* Work required: Convert every line of the entries below into a JSON list of strings, one string per line, omitting any blank lines.

* Point placement entries:
** BEGIN **
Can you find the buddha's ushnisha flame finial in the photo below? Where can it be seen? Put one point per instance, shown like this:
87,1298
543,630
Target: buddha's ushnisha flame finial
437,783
** END **
* Complete response:
[
  "Can you find the buddha's ushnisha flame finial in the photo below? Where can it be seen? Put one point per instance, shown like this:",
  "87,1298",
  "543,630",
  "Target: buddha's ushnisha flame finial",
  "437,783"
]